• **SET EXERCISE**:
Each entry must be given again exactly; images do not belong in the copy.

•••

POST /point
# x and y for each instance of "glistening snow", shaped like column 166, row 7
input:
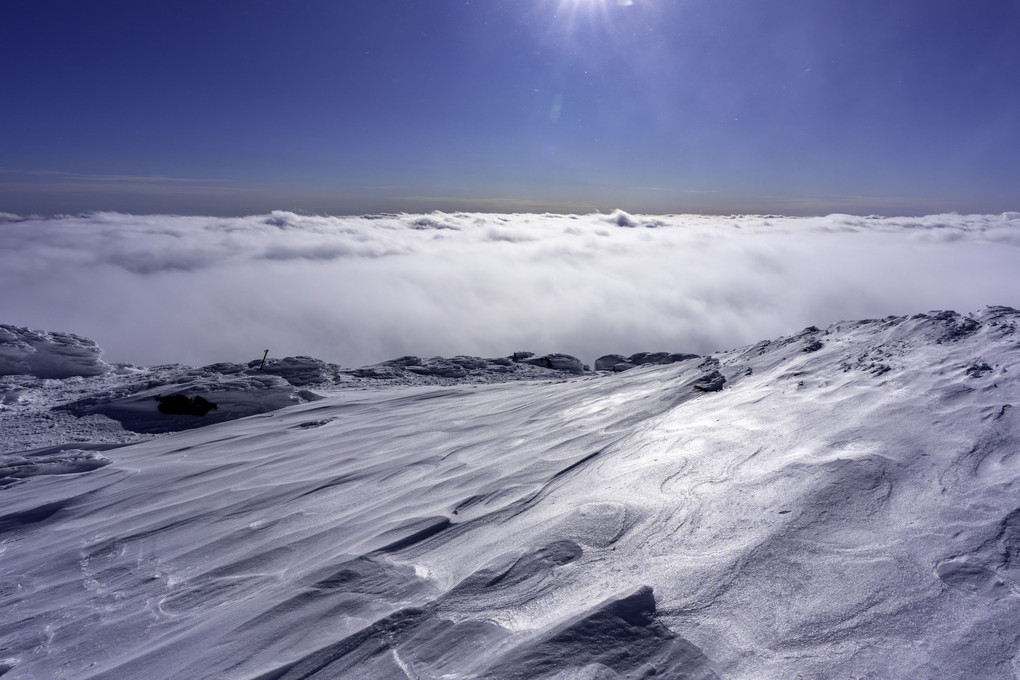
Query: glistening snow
column 843, row 504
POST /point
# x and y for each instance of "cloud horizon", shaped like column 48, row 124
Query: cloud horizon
column 356, row 291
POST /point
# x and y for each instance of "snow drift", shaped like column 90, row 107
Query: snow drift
column 837, row 503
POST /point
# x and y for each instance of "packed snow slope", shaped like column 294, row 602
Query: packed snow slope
column 842, row 503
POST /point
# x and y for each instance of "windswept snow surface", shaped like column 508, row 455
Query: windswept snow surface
column 842, row 503
column 356, row 291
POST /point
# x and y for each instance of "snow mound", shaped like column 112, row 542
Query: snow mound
column 48, row 355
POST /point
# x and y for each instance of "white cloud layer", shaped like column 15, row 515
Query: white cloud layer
column 360, row 290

•••

• **CORRECT OUTPUT**:
POST /point
# x and y for each instance of "glistening snow", shaped like column 166, row 7
input:
Query: glistening snow
column 843, row 504
POST /point
# x and y for each instance of "cloud horizon", shaped like column 48, row 124
Query: cloud horizon
column 356, row 291
POST /point
# x and y for each instance of "snow drift", shaped like column 90, row 107
Query: snow drift
column 837, row 503
POST /point
# x and y for each instance of "packed snow slope", shaped like column 294, row 602
Query: packed snow slope
column 842, row 503
POST /point
# x and y for each instance of "windswept snow surface", shaped like column 508, row 455
Query: windswept snow surface
column 842, row 503
column 356, row 291
POST /point
# x and y for each instance of "snow mound", shaped like column 112, row 542
Query: snow mound
column 48, row 355
POST /point
# x and y for each instance of "white cloud layer", shaped like column 15, row 515
Query: white cloud layer
column 360, row 290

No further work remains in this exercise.